▶ [Exercise] Please set down the entire listing exactly.

▶ [Data section]
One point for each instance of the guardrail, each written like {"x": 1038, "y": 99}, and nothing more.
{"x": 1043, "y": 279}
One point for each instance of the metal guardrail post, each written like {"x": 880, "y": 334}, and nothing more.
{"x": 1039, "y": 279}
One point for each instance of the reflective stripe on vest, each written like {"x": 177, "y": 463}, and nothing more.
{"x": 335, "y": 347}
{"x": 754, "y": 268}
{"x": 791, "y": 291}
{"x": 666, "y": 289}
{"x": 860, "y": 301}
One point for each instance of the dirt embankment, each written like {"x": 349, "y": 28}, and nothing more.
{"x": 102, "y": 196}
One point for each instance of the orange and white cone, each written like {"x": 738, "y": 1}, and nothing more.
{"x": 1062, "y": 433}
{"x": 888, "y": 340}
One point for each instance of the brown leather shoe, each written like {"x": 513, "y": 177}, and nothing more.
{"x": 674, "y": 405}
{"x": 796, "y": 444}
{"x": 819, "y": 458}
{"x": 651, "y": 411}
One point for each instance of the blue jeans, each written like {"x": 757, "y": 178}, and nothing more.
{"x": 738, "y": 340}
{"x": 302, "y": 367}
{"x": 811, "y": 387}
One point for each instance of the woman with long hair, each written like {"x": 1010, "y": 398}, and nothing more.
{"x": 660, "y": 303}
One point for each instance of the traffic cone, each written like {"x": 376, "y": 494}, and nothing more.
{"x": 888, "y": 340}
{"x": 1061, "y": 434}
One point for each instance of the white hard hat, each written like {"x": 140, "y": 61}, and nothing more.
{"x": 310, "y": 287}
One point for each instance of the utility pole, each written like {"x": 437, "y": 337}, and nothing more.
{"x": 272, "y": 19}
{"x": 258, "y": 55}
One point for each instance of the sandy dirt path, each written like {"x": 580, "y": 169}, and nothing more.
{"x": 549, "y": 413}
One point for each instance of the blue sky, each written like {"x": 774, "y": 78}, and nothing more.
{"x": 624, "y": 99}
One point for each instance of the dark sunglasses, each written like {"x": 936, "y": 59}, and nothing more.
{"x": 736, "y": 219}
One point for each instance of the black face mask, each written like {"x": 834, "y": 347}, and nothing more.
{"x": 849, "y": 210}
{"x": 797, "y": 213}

▶ [The completed task]
One point for each instance of the guardrail, each written like {"x": 1038, "y": 99}, and nothing more.
{"x": 1043, "y": 279}
One point for each instance of the metal guardrail post, each written like {"x": 880, "y": 334}, and nothing more.
{"x": 1039, "y": 279}
One point for each instance of the reflective stripe on vest, each written like {"x": 177, "y": 463}, and nothing more.
{"x": 335, "y": 347}
{"x": 754, "y": 268}
{"x": 791, "y": 291}
{"x": 666, "y": 289}
{"x": 860, "y": 301}
One point for each instance of the dirt embankment, each written like {"x": 349, "y": 28}, and nothing more.
{"x": 102, "y": 196}
One point for each instance of the orange and white cone, each written like {"x": 738, "y": 1}, and nothing more.
{"x": 1062, "y": 433}
{"x": 888, "y": 340}
One point for each instance of the brown leather shoe, each written like {"x": 513, "y": 177}, and nothing more.
{"x": 674, "y": 405}
{"x": 796, "y": 444}
{"x": 819, "y": 458}
{"x": 651, "y": 411}
One point for each instance of the blue jeans, each written like {"x": 757, "y": 178}, and nothing more.
{"x": 738, "y": 340}
{"x": 302, "y": 367}
{"x": 811, "y": 387}
One point for each instance of the woman with long hair, each written like {"x": 1010, "y": 398}, and nothing more.
{"x": 660, "y": 303}
One point for each instance of the traffic cone, each written like {"x": 376, "y": 494}, and nothing more.
{"x": 888, "y": 340}
{"x": 1061, "y": 434}
One point for each instance of the white hard hat, each written like {"x": 140, "y": 61}, and nothing more.
{"x": 310, "y": 287}
One point for each instance of the utility pole, each written like {"x": 437, "y": 337}, and nothing more.
{"x": 272, "y": 19}
{"x": 258, "y": 55}
One point for each instance of the sandy dirt path, each written like {"x": 580, "y": 169}, and nothing more.
{"x": 549, "y": 413}
One point for each instance of the blue sky, each written like {"x": 774, "y": 78}, and nothing more.
{"x": 624, "y": 99}
One point for each instance of the dark sunglasses, each written like {"x": 936, "y": 59}, and nothing more.
{"x": 736, "y": 219}
One point for each instance of the black face mask, each written like {"x": 834, "y": 347}, and nothing more.
{"x": 849, "y": 210}
{"x": 797, "y": 213}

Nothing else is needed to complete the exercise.